#### Data shown:
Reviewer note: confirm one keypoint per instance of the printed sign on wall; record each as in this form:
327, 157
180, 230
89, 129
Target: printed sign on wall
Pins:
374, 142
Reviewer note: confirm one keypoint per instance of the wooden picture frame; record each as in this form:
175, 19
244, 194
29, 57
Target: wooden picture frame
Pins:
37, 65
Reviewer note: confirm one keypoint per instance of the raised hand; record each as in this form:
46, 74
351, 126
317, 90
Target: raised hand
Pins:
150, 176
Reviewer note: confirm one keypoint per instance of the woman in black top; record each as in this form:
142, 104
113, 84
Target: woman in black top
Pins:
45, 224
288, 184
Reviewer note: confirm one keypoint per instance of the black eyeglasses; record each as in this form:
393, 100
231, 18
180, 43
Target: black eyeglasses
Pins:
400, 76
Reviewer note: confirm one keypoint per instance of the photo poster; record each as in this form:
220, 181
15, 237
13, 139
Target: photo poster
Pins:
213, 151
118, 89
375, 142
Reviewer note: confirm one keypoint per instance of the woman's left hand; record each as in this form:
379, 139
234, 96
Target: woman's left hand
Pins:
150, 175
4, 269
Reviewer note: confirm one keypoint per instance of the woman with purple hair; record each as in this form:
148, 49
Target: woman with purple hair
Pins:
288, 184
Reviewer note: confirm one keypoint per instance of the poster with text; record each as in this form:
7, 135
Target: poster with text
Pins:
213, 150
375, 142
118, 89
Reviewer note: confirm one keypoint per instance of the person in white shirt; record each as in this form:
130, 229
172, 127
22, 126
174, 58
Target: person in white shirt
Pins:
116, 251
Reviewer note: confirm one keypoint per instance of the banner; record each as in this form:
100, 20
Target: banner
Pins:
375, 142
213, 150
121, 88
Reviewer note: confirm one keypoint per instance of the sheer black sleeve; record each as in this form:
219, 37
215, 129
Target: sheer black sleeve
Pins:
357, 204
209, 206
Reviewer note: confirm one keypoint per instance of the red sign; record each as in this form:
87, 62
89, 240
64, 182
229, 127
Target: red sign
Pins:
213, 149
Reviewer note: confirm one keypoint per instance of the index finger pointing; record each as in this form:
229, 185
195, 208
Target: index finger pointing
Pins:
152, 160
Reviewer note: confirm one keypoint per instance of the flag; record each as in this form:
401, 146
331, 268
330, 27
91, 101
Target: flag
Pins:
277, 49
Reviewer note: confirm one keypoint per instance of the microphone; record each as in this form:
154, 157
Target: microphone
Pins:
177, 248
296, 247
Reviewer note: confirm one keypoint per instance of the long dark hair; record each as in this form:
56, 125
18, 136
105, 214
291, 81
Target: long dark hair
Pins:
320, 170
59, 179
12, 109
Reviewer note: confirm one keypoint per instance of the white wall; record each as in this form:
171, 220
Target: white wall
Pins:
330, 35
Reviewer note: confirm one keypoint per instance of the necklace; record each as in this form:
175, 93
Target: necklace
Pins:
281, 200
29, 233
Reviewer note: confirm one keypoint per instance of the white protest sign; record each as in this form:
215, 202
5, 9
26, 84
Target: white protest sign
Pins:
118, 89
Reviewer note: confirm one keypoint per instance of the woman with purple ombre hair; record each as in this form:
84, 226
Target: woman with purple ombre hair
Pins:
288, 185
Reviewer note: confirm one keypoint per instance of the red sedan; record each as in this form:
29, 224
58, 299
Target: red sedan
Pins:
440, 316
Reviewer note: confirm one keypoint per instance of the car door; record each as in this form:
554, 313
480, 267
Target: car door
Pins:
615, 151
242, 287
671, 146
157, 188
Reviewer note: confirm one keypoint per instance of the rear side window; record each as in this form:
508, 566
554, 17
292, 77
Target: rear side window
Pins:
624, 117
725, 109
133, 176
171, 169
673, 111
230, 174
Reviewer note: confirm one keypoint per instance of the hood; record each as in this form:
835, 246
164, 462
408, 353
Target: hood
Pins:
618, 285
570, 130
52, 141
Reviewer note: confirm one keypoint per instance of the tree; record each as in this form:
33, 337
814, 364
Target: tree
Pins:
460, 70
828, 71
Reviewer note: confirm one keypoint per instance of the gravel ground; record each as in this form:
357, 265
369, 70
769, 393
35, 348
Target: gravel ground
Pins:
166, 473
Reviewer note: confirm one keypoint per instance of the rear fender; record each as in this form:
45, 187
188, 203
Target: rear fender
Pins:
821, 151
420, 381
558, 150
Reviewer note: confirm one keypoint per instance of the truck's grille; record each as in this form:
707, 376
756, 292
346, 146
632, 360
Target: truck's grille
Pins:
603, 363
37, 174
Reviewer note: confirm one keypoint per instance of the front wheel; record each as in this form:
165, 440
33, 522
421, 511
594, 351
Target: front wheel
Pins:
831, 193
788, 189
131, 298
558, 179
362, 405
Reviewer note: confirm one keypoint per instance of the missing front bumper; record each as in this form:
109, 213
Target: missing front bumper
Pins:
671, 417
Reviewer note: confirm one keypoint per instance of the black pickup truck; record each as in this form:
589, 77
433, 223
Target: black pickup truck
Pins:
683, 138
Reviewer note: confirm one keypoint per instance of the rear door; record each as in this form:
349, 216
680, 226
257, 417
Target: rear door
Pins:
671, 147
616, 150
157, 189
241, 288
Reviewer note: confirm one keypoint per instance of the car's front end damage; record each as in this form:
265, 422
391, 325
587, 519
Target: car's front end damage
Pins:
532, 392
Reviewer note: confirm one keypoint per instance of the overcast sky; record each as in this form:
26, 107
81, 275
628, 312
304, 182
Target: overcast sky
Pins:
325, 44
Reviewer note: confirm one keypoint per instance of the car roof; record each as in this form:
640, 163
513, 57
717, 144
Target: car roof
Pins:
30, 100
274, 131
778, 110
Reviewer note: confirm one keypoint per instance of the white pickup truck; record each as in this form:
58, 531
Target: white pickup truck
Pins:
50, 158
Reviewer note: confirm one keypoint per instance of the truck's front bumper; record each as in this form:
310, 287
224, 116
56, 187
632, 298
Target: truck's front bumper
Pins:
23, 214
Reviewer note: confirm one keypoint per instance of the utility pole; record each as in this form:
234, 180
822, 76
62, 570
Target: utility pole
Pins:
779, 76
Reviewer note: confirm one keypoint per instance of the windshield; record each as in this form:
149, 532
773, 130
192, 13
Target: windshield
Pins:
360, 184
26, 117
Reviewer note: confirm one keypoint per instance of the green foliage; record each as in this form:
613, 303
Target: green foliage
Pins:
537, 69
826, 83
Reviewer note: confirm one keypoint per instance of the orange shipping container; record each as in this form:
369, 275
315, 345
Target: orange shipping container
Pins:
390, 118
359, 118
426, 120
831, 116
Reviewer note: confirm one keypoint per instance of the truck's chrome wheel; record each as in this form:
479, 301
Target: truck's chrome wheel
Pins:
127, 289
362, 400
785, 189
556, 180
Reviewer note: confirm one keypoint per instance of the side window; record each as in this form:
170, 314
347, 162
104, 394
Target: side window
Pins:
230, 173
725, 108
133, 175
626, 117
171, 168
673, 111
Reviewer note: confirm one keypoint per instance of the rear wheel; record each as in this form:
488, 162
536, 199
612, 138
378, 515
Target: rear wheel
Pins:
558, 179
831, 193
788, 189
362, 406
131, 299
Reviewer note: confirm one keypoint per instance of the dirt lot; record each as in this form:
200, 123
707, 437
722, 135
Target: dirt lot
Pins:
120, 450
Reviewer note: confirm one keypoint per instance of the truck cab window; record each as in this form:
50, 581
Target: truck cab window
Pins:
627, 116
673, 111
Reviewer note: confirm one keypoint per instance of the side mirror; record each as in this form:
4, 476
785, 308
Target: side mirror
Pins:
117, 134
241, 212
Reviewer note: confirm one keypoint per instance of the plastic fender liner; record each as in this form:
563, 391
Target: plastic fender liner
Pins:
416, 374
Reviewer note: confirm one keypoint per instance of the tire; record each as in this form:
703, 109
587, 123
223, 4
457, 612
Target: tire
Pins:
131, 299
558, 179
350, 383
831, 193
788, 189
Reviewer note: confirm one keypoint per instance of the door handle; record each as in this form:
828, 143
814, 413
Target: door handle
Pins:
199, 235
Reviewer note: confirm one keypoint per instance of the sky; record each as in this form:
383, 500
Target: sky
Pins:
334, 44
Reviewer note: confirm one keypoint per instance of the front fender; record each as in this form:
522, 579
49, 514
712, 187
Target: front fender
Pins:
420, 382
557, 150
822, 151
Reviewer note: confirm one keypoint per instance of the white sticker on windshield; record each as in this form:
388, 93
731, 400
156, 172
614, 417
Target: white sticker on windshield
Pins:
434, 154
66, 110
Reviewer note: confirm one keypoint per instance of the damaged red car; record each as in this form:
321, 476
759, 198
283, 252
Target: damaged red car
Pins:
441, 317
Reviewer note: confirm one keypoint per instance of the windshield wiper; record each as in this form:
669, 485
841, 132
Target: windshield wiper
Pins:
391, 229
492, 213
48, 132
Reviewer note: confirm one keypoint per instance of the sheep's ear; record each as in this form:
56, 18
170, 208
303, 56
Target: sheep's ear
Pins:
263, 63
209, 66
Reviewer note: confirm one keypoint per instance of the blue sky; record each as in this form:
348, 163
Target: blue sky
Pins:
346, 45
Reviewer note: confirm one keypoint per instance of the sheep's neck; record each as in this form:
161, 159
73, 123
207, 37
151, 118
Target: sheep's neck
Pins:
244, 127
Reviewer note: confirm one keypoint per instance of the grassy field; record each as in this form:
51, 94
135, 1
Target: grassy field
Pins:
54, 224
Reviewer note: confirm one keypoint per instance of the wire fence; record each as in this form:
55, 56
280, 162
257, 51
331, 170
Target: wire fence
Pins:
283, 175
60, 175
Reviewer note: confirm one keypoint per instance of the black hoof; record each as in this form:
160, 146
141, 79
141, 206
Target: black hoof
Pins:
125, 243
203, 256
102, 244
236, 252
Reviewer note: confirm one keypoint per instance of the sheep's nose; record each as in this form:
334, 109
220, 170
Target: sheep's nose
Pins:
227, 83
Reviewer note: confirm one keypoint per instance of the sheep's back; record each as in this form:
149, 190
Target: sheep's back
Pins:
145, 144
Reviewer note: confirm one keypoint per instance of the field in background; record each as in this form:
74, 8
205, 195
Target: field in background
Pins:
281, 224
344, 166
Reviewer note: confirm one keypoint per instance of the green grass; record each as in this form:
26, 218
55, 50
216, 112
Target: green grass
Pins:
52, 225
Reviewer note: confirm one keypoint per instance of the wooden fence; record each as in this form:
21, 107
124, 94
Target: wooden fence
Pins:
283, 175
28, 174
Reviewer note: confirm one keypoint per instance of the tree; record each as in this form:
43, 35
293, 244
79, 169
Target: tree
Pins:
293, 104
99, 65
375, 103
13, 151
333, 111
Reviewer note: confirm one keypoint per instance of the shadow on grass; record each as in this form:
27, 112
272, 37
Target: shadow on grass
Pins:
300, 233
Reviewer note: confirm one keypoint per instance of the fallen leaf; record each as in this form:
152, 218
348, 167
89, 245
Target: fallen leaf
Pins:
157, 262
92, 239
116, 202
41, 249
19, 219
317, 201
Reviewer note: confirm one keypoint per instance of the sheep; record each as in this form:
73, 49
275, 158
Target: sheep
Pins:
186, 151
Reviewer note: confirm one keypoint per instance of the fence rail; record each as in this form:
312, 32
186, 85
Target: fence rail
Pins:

#### Task:
Write out the lines above, starting at the line that contains "Reviewer note: confirm one keypoint per instance of the wire" and ending with the final line, and nothing else; copy them exactly.

#### Solved problem:
Reviewer note: confirm one keypoint per instance of the wire fence; record each as in this form:
55, 56
280, 162
257, 51
331, 170
Target: wire fence
Pins:
283, 175
60, 175
Reviewer note: confirm one keypoint per instance of the black hoof; record each as in this form:
160, 146
141, 79
141, 206
Target: black hoof
Pins:
125, 243
203, 256
102, 244
236, 252
Reviewer note: confirm one keypoint per instance of the sheep's nose; record each as in this form:
334, 109
220, 170
Target: sheep's nose
Pins:
227, 83
Reviewer note: confirm one keypoint per instance of the sheep's back; record each as in this form:
149, 190
Target: sheep's back
Pins:
145, 144
Reviewer note: confirm one keypoint per instance of the field in background; record each as in this form:
74, 8
205, 195
Target: field in background
Pins:
281, 224
344, 166
Reviewer note: confirm one keypoint per instance of the green grass; record each as in this form:
26, 218
55, 50
216, 112
Target: green grass
Pins:
52, 225
Reviewer note: confirm one keypoint per instance of the wooden fence; record each as in this form:
21, 107
124, 94
Target: wooden fence
Pins:
283, 175
28, 174
Reviewer note: confirm one keypoint per instance of the tree; record each as in this form:
43, 35
293, 244
79, 169
Target: tree
Pins:
293, 104
99, 65
375, 103
13, 151
333, 111
Reviewer note: confirm one keypoint per instance of the shadow on grass; record each as in this form:
27, 112
272, 37
Target: shadow on grass
Pins:
300, 233
Reviewer note: confirm one keypoint per instance of the fallen leaf; record each as in this form:
152, 218
348, 167
89, 245
Target: fallen leaf
Pins:
157, 262
92, 239
116, 202
41, 249
19, 219
317, 201
Reviewer note: confirm one keypoint per instance of the sheep; record each as in this form:
73, 49
275, 158
Target: sheep
Pins:
186, 151
Reviewer note: confirm one keypoint per instance of the fence rail; record each as in this form:
312, 32
186, 85
Target: fence rail
Pins:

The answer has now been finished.